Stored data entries
Segment Open

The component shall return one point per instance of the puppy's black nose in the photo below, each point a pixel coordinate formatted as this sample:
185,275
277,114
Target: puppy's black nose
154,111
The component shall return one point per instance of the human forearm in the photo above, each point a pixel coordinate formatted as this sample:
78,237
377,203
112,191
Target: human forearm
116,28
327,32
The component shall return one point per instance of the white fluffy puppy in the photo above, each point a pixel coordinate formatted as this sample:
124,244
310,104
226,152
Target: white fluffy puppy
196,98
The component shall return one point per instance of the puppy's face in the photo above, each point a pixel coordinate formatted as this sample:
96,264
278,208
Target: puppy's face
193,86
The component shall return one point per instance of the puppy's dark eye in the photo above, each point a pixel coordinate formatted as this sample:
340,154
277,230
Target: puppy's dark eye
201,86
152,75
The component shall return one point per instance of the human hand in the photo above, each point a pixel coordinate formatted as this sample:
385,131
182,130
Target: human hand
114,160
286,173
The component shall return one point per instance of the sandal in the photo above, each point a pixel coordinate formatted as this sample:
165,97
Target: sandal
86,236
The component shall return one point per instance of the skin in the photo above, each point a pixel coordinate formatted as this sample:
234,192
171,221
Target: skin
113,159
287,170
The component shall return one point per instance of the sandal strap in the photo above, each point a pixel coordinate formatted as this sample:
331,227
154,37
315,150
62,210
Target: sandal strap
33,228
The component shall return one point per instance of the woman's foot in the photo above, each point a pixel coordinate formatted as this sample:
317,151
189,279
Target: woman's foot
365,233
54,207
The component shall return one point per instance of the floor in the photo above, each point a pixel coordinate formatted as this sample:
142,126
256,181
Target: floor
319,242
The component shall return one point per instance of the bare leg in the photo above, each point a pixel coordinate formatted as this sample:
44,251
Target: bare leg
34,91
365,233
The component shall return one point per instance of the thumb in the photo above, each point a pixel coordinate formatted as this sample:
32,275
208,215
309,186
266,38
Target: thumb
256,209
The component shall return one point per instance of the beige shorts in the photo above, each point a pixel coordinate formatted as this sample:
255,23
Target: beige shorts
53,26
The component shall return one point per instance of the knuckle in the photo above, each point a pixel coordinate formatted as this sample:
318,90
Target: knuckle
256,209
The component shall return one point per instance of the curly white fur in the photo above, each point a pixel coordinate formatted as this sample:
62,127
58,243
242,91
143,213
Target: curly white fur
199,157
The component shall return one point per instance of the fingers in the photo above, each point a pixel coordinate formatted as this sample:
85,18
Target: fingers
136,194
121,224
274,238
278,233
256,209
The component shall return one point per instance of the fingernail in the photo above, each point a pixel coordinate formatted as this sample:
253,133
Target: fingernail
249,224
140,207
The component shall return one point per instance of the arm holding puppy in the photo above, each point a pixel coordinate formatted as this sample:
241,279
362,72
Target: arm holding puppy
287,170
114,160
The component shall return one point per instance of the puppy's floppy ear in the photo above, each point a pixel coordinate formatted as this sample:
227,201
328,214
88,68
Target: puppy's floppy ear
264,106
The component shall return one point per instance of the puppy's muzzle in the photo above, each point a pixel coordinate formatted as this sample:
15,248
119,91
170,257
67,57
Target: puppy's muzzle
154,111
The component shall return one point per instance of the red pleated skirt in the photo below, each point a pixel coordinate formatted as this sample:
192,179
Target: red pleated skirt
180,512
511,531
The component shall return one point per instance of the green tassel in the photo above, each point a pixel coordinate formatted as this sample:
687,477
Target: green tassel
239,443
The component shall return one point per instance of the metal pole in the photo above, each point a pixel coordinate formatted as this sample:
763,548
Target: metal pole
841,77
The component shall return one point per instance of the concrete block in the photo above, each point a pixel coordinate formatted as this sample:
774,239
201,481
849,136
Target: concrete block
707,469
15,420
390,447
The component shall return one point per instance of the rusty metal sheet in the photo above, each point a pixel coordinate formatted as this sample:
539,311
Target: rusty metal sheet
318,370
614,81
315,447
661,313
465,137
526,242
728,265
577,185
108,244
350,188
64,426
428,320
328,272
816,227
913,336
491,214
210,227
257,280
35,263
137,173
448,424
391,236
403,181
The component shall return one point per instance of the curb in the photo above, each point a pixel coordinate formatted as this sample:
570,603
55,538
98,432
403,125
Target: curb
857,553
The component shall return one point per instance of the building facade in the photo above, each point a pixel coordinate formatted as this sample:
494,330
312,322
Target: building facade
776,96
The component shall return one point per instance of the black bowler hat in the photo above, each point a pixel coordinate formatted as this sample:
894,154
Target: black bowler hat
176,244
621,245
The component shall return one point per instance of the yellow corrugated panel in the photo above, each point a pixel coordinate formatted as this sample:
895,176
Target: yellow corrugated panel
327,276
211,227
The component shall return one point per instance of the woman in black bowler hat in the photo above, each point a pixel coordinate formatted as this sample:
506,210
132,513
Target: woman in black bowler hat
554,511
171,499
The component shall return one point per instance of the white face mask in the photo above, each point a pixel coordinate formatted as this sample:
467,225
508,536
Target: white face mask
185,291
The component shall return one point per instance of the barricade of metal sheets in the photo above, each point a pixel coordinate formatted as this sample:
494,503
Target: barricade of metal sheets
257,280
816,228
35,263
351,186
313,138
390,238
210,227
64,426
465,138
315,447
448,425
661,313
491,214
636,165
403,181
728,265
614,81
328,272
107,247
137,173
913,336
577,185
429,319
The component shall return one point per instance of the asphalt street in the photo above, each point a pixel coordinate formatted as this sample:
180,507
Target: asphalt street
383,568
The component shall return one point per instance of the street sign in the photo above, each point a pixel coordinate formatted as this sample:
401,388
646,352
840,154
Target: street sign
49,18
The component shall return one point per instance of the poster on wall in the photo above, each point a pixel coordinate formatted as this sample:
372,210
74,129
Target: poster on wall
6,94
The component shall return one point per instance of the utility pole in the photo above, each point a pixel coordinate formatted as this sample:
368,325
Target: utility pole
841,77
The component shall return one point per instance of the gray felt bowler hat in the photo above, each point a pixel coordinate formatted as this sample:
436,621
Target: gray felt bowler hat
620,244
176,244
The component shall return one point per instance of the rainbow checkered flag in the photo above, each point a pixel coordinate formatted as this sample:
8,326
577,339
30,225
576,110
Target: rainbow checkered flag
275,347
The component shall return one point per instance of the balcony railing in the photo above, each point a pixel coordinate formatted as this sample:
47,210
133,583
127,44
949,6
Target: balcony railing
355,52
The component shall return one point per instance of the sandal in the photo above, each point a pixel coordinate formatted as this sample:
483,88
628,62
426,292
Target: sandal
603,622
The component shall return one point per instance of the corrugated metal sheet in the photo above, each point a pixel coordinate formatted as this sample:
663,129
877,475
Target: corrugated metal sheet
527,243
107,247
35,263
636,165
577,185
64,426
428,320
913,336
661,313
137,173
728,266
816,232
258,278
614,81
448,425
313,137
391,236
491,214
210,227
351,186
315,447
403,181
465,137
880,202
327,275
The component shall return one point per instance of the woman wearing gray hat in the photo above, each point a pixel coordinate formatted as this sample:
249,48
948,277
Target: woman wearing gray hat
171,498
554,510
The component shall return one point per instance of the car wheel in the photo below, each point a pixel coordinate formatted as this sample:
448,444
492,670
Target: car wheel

Segment Closed

### Your assignment
Search the data for "wheel". Copy each line that has it.

### Result of this exercise
The component shall return one point per instance of the car wheel in the photo below, each point a pixel coordinate formatted as this sample:
Target: car wheel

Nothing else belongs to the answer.